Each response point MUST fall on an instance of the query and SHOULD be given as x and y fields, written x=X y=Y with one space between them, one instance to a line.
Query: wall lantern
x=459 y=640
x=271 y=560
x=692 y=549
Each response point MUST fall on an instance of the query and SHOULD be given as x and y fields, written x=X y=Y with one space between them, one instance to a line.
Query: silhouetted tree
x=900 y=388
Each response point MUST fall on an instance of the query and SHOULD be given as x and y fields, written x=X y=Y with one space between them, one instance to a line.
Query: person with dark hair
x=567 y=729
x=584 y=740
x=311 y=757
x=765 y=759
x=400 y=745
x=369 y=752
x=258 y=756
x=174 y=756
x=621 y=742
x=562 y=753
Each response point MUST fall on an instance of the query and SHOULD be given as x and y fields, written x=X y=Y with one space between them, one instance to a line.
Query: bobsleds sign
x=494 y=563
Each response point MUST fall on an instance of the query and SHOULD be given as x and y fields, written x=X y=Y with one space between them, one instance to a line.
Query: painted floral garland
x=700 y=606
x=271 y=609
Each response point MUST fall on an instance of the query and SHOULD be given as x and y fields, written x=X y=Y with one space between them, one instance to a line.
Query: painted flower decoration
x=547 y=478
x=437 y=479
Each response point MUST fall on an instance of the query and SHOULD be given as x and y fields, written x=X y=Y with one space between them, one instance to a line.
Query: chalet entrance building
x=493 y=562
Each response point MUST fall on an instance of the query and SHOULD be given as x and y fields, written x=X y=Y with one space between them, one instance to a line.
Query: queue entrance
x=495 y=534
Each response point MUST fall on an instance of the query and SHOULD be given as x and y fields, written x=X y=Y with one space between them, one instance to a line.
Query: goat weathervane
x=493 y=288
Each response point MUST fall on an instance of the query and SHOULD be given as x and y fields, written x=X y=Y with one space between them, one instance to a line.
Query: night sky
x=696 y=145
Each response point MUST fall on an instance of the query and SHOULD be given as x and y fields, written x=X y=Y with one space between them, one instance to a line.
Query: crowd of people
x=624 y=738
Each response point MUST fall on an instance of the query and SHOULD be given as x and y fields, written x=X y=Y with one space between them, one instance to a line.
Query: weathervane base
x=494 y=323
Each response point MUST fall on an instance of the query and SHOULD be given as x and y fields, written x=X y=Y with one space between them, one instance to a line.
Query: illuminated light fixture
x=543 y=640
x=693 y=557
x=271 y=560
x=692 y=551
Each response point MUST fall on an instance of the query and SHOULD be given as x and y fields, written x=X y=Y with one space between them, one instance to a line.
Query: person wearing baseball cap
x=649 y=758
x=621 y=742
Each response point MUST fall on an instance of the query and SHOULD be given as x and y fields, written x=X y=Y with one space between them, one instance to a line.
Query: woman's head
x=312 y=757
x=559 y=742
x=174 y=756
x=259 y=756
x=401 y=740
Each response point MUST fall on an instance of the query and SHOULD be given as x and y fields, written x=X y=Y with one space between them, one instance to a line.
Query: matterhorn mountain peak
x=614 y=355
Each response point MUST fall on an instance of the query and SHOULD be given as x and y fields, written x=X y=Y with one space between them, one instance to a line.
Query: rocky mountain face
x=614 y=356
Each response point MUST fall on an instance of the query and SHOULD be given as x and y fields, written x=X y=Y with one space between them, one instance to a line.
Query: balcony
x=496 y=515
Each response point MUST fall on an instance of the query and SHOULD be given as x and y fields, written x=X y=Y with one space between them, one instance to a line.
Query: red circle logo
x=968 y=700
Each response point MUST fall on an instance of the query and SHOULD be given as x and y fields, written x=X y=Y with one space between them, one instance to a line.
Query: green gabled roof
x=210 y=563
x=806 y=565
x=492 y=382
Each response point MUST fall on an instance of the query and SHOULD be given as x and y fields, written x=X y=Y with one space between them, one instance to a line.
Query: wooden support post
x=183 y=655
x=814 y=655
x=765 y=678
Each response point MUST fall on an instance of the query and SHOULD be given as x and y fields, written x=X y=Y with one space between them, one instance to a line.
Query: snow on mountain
........
Extract every entry above as it appears.

Each response point MUST fall on an instance of the query and SHOULD be given as x and y fields, written x=X y=Y with one space between them, one instance to a line.
Query: wall lantern
x=459 y=640
x=271 y=560
x=692 y=549
Each response point MUST fall on an instance of the query and SHOULD be given as x and y fields, written x=X y=Y with one space between them, one instance to a line.
Query: silhouetted tree
x=900 y=388
Each response point MUST fall on an instance of the query and SHOULD be given as x and y fields, written x=X y=Y with one space between them, one instance to a line.
Query: person with dark hair
x=567 y=729
x=584 y=740
x=311 y=757
x=765 y=759
x=400 y=745
x=369 y=752
x=258 y=756
x=174 y=756
x=621 y=742
x=562 y=753
Each response point MUST fall on an instance of the query and SHOULD be given as x and y fields, written x=X y=Y with one space between them, one instance to a line.
Query: bobsleds sign
x=494 y=563
Each response point MUST fall on an instance of the query and SHOULD be given as x and y fields, written x=X y=Y with one space between them, one instance to a line.
Query: painted floral garland
x=700 y=606
x=271 y=609
Each response point MUST fall on an instance of the query and SHOULD be given as x and y fields, written x=X y=Y with one space between them, one instance to a line.
Query: painted flower decoration
x=547 y=478
x=437 y=479
Each response point MUST fall on an instance of the query and SHOULD be given as x and y fields, written x=X y=Y with one space between them, one instance to a line.
Query: chalet entrance building
x=493 y=562
Each response point MUST fall on an instance of the query and SHOULD be given as x and y fields, written x=X y=Y with one space between them, one instance to a line.
Query: queue entrance
x=495 y=534
Each response point MUST fall on an instance of the query and SHOULD be given as x and y fields, written x=X y=Y with one space between them, one instance to a line.
Query: goat weathervane
x=493 y=288
Each response point MUST fall on an instance of the query and SHOULD be given as x and y fields, written x=X y=Y with one space between them, one instance to a line.
Query: night sky
x=696 y=145
Each response point MUST fall on an instance of the query and SHOULD be given as x and y fields, written x=X y=Y with one space between them, one instance to a line.
Query: crowd of people
x=624 y=738
Each response point MUST fall on an instance of the query and SHOULD be given as x and y fields, written x=X y=Y with one space between them, one instance to a line.
Query: weathervane base
x=494 y=323
Each response point MUST fall on an instance of the query and SHOULD be given as x and y fields, written x=X y=Y with one space between them, one instance to a line.
Query: illuminated light fixture
x=543 y=640
x=693 y=557
x=271 y=560
x=692 y=551
Each response point MUST fall on an instance of the query and SHOULD be given as x and y fields, written x=X y=Y with one space between them, one instance to a line.
Query: person wearing baseball cap
x=649 y=758
x=621 y=742
Each response point MUST fall on an instance of the query and SHOULD be given as x and y fields, written x=X y=Y with one space between them, one instance to a line.
Query: woman's head
x=312 y=757
x=559 y=742
x=174 y=756
x=259 y=756
x=401 y=740
Each response point MUST fall on an instance of the query and SHOULD be given as x and y fields, written x=X y=Y with one space between them, one instance to a line.
Query: matterhorn mountain peak
x=614 y=355
Each response point MUST fall on an instance of the query and SHOULD be given as x and y fields, written x=X y=Y with one space between them, one instance to a line.
Query: rocky mountain face
x=614 y=356
Each response point MUST fall on an instance of the query and SHOULD be given as x and y fields, written x=X y=Y with one space between them, one instance to a line.
Query: balcony
x=496 y=515
Each response point MUST fall on an instance of the query and SHOULD be given as x and y fields, written x=X y=Y with one space between them, one instance to a line.
Query: red circle logo
x=968 y=700
Each response point MUST fall on an instance of the query and SHOULD be given as x and y fields, written x=X y=Y with one space between them, one instance to a line.
Query: green gabled roof
x=210 y=563
x=806 y=565
x=492 y=382
Each response point MUST fall on an instance of the query and SHOULD be given as x and y fields, written x=X y=Y with one space between them, one instance to a line.
Query: wooden support post
x=183 y=655
x=814 y=655
x=765 y=678
Each response point MUST fall on an instance of the query and SHOULD be given as x and y fields, written x=X y=Y with one space between them, one instance to a line.
Query: snow on mountain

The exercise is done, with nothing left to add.